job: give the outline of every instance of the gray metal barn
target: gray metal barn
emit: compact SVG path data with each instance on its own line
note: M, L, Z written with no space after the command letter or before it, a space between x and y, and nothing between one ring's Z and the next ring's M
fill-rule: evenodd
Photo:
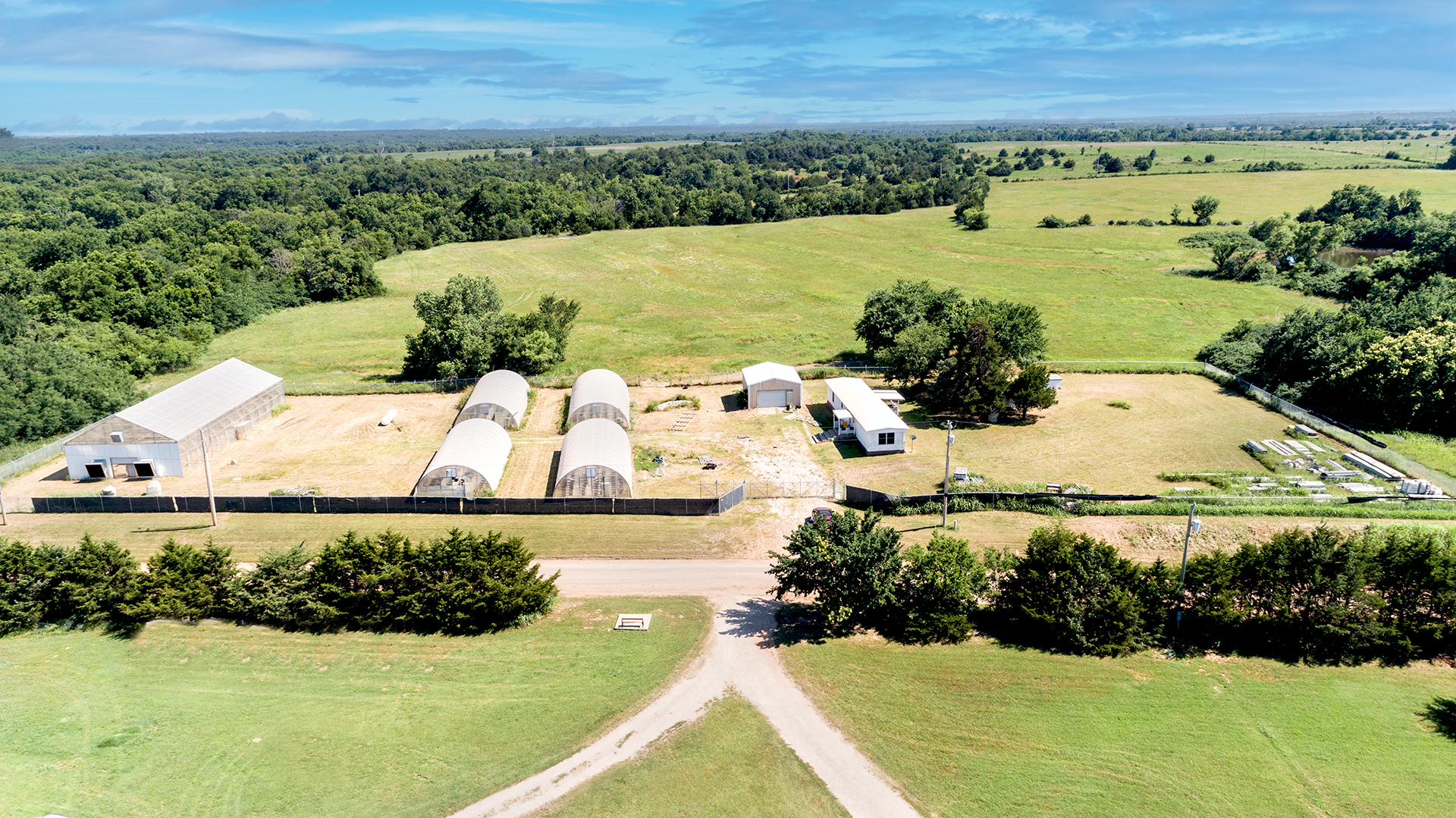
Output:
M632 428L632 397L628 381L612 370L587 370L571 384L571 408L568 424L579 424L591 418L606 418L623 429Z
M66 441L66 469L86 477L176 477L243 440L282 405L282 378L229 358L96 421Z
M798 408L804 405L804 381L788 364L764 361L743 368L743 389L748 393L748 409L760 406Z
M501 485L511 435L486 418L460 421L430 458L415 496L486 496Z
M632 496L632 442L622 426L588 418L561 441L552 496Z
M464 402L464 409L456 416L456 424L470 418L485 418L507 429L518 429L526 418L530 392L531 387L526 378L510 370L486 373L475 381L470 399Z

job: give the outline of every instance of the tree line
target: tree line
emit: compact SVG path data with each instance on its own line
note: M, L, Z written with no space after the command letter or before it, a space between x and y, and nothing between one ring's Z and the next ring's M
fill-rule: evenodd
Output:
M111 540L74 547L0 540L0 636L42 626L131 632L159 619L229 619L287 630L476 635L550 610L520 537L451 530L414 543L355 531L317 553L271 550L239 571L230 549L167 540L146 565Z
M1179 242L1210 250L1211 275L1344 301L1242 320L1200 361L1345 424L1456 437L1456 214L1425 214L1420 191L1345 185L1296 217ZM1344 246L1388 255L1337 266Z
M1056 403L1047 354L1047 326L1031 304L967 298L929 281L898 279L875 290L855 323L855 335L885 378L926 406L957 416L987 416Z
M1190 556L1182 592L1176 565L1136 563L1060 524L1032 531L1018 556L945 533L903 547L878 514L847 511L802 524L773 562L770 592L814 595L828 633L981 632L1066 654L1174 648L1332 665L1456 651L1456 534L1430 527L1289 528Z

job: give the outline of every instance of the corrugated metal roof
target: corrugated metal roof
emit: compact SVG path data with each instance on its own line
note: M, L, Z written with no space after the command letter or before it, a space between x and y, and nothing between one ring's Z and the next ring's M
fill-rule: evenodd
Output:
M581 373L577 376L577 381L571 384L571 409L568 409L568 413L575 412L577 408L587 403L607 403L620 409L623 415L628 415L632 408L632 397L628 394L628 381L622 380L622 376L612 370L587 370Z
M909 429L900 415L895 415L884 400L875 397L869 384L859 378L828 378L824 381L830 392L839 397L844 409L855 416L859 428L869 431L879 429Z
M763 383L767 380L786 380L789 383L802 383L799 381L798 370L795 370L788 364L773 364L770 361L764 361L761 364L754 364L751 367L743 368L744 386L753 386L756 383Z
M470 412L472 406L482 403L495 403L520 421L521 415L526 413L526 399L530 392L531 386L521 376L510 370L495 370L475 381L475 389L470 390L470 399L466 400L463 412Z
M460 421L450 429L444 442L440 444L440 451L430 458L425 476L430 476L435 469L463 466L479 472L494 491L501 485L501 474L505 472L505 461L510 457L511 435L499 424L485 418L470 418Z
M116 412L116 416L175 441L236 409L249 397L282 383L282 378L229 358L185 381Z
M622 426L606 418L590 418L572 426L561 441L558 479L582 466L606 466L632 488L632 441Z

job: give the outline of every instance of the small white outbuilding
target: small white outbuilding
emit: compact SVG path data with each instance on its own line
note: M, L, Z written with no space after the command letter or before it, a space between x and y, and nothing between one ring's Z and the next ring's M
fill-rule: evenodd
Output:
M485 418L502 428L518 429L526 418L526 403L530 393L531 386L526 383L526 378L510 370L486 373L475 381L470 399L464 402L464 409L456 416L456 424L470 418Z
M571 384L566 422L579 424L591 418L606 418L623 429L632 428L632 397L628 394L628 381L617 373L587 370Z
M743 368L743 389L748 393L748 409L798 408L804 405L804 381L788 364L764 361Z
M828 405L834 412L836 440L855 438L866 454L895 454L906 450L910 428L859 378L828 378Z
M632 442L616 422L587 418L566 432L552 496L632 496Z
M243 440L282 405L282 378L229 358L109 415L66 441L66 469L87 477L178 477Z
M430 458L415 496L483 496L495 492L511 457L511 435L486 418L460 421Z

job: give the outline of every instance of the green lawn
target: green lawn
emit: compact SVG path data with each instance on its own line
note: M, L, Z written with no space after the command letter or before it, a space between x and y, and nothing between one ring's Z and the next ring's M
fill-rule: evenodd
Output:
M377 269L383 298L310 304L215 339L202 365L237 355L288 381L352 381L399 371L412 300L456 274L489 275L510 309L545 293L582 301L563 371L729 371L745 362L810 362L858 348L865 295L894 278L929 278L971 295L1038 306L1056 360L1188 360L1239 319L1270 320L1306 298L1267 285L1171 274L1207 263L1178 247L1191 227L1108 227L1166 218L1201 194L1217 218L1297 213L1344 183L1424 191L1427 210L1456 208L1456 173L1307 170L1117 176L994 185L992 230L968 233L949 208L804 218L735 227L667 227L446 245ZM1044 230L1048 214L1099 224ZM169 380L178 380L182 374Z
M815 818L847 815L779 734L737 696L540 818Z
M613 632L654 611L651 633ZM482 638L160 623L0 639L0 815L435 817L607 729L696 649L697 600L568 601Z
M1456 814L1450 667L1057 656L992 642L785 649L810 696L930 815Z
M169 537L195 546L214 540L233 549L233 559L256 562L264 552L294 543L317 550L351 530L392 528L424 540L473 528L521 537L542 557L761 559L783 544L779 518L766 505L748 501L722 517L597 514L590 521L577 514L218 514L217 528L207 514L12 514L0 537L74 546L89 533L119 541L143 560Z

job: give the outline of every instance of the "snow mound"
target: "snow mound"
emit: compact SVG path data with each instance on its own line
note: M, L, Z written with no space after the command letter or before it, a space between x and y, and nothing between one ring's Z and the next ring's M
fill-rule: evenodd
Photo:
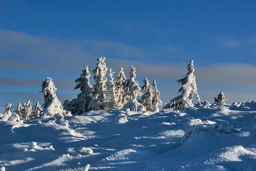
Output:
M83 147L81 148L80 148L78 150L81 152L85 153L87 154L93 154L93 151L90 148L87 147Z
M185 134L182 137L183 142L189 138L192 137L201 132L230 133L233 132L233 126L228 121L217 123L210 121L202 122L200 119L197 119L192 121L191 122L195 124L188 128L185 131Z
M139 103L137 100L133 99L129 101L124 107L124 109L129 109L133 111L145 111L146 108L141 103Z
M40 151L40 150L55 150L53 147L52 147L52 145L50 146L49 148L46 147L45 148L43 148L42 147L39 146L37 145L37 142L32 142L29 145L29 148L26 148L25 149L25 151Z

──────────

## [Set exercise]
Copy the entire listing above line for line, character for character, omitting the pictures.

## [Worked answer]
job: give the outline of every instance of the gray metal barn
target: gray metal barn
emit: compact SVG path data with each instance on its own line
note: M, L, Z written with no space after the command letter or before it, a space between x and y, and nothing between one ring's Z and the next ring's M
fill-rule: evenodd
Photo:
Output:
M632 428L632 397L628 381L612 370L587 370L571 384L571 408L568 424L579 424L591 418L606 418L623 429Z
M66 441L66 469L86 477L176 477L243 440L282 405L282 378L229 358L96 421Z
M798 408L804 405L804 381L788 364L764 361L743 368L743 389L748 393L748 409L760 406Z
M501 485L511 435L486 418L460 421L430 458L415 496L486 496Z
M632 496L632 442L622 426L588 418L561 441L552 496Z
M464 402L464 409L456 416L456 424L470 418L485 418L507 429L518 429L526 418L530 392L531 387L526 378L510 370L486 373L475 381L470 399Z

job: give the outline of every instance of the tree line
target: tree line
emit: compact SVG path data with each instance on its own line
note: M, L, Z written with no space after the command letter or before it, a space between x and y, and nothing between one ring's Z and the next ring's M
fill-rule: evenodd
Output:
M111 540L74 547L0 540L0 636L42 626L131 632L159 619L229 619L287 630L476 635L550 610L520 537L451 530L414 543L355 531L317 553L271 550L239 571L230 549L167 540L146 565Z
M1179 242L1210 250L1211 275L1344 301L1242 320L1200 361L1345 424L1456 437L1456 214L1425 214L1420 191L1345 185L1296 217ZM1344 246L1388 255L1337 266Z
M1056 403L1047 354L1047 326L1031 304L967 298L929 281L898 279L875 290L855 323L855 335L885 378L926 406L957 416L987 416Z
M1190 556L1182 592L1176 565L1136 563L1060 524L1032 531L1018 556L945 533L903 547L878 514L847 511L802 524L773 562L770 592L814 595L828 633L981 632L1066 654L1174 648L1332 665L1456 651L1456 534L1430 527L1289 528Z

job: give the outline of every instance of the corrugated metal roof
target: corrugated metal roof
emit: compact SVG path data with each instance on its own line
note: M, L, Z written with no space after the command letter or before it, a space between x and y, and nothing between one ring's Z and the next ring's M
fill-rule: evenodd
Output:
M581 373L577 376L577 381L571 384L571 409L568 409L568 413L575 412L577 408L587 403L607 403L620 409L623 415L628 415L632 408L632 397L628 394L628 381L622 380L622 376L612 370L587 370Z
M909 429L900 415L895 415L884 400L875 397L869 384L859 378L828 378L824 381L830 392L839 397L844 409L855 416L859 428L869 431L879 429Z
M763 383L767 380L786 380L789 383L802 383L799 381L798 370L795 370L788 364L773 364L770 361L764 361L761 364L754 364L751 367L743 368L744 386L753 386L756 383Z
M470 412L472 406L482 403L495 403L520 421L521 415L526 413L526 399L530 392L531 386L521 376L510 370L495 370L475 381L475 389L470 390L470 399L466 400L463 412Z
M460 421L450 429L444 442L440 444L440 451L430 458L425 476L430 476L435 469L463 466L479 472L494 491L501 485L501 474L505 472L505 461L510 457L511 435L499 424L485 418L470 418Z
M116 412L116 416L175 441L236 409L249 397L282 383L282 378L229 358L185 381Z
M622 426L606 418L590 418L572 426L561 441L558 479L582 466L606 466L632 488L632 441Z

job: give the outline of every instance of the small white outbuilding
target: small white outbuilding
emit: compact SVG path data with each instance on its own line
note: M, L, Z written with no space after the command letter or before it, a space between x and y, and nothing between one ring's Z and the next ring's M
fill-rule: evenodd
Output:
M485 418L502 428L518 429L526 418L526 403L530 393L531 386L526 383L526 378L510 370L486 373L475 381L470 399L464 402L464 409L456 416L456 424L470 418Z
M571 384L566 422L579 424L591 418L606 418L623 429L632 428L632 397L628 394L628 381L617 373L587 370Z
M743 368L743 389L748 393L748 409L798 408L804 405L804 381L788 364L764 361Z
M828 405L834 412L836 440L855 438L866 454L895 454L906 450L910 428L859 378L828 378Z
M632 442L616 422L587 418L566 432L552 496L632 496Z
M243 440L282 405L282 378L229 358L109 415L66 441L66 469L87 477L178 477Z
M430 458L415 496L483 496L495 492L511 457L511 435L486 418L460 421Z

job: give the outline of every instance of the green lawn
target: green lawn
emit: compact SVG path data with each instance on its own line
note: M, L, Z written with no space after the command letter or before it, a space between x and y, and nothing between one ring's Z and the next ring's M
fill-rule: evenodd
Output:
M377 269L383 298L310 304L215 339L202 365L237 355L288 381L352 381L399 371L412 300L456 274L489 275L510 309L545 293L582 301L563 371L729 371L745 362L810 362L858 348L865 295L894 278L929 278L971 295L1038 306L1056 360L1188 360L1239 319L1270 320L1306 298L1267 285L1171 274L1207 263L1178 247L1191 227L1108 227L1166 218L1201 194L1217 218L1297 213L1344 183L1424 191L1427 210L1456 208L1456 173L1307 170L1117 176L994 185L992 230L968 233L949 208L804 218L735 227L667 227L446 245ZM1044 230L1048 214L1099 224ZM169 380L178 380L182 374Z
M815 818L847 815L779 734L737 696L540 818Z
M613 632L654 611L651 633ZM482 638L160 623L0 639L0 815L435 817L607 729L696 649L697 600L568 601Z
M1456 814L1450 667L1057 656L992 642L785 649L810 696L930 815Z
M169 537L195 546L214 540L233 549L233 559L256 562L264 552L294 543L317 550L351 530L392 528L424 540L473 528L521 537L542 557L761 559L783 544L779 518L766 505L748 501L722 517L597 514L590 521L577 514L218 514L217 528L207 514L12 514L0 537L74 546L89 533L119 541L143 560Z

job: give the outline of every instance of the "snow mound"
target: "snow mound"
emit: compact SVG path data with each instance on its own line
note: M, L, Z written with no space after the command letter or before it, a space between x and y, and nothing between one ring's Z and the next ring's M
fill-rule: evenodd
Photo:
Output:
M83 147L81 148L80 148L78 150L81 152L85 153L87 154L93 154L93 151L90 148L87 147Z
M185 134L182 137L183 142L189 138L192 137L201 132L230 133L233 132L233 126L228 121L217 123L210 121L202 122L200 119L197 119L192 121L191 122L195 124L188 128L185 131Z
M139 103L137 100L133 99L129 101L124 107L124 109L129 109L133 111L145 111L146 108L141 103Z
M40 151L40 150L55 150L53 147L52 147L52 145L50 146L49 148L46 147L45 148L43 148L42 147L39 146L37 145L37 142L32 142L29 145L29 148L26 148L25 149L25 151Z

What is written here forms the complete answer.